Raw data:
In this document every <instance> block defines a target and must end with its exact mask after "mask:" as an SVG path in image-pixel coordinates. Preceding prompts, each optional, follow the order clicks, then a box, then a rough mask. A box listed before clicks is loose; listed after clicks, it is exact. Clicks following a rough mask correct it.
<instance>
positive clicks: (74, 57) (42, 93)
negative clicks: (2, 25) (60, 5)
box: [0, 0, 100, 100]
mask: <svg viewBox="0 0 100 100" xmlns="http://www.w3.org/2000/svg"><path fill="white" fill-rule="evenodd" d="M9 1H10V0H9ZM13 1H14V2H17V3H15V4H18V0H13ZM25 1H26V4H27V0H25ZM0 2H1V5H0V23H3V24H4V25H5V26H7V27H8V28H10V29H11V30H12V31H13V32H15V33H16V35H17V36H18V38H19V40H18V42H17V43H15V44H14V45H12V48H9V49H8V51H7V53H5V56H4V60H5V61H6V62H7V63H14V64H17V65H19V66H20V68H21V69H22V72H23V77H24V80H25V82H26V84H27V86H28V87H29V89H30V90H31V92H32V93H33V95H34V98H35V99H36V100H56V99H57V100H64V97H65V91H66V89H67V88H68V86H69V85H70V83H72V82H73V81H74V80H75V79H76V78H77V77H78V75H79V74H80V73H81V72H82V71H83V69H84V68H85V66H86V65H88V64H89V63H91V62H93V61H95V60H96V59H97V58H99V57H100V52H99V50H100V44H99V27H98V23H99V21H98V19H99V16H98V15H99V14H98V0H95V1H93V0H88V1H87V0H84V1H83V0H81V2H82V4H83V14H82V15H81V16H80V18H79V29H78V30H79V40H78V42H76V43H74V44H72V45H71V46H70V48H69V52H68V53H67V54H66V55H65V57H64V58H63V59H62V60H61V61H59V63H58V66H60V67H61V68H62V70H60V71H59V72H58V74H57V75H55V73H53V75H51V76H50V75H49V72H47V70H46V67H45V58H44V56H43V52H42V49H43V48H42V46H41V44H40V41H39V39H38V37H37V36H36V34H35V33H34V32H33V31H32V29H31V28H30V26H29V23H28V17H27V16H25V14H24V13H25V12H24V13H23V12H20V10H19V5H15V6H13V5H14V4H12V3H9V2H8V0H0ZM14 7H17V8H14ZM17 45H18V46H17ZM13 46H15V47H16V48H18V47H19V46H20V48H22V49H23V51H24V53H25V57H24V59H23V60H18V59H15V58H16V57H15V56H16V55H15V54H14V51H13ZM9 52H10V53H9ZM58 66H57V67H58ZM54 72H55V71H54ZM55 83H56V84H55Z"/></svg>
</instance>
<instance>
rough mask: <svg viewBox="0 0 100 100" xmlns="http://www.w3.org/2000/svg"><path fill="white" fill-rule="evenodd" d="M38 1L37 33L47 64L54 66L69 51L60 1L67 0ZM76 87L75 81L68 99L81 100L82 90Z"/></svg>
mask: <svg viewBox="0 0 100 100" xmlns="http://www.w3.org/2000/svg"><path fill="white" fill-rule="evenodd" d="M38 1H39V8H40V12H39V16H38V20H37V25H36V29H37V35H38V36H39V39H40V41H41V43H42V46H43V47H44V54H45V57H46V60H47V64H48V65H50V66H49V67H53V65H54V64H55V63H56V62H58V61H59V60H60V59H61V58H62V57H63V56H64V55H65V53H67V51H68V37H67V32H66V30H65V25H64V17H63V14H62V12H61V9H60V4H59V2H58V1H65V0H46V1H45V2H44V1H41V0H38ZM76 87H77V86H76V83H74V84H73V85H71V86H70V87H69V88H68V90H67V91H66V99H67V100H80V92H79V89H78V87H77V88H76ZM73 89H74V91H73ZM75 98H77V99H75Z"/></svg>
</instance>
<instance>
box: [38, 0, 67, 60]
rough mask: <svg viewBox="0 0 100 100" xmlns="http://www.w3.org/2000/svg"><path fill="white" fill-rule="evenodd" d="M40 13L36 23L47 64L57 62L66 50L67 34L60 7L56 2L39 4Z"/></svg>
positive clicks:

Problem description:
Scan the material above line by line for "clicks". State how many lines have it, and nothing more.

Answer box:
4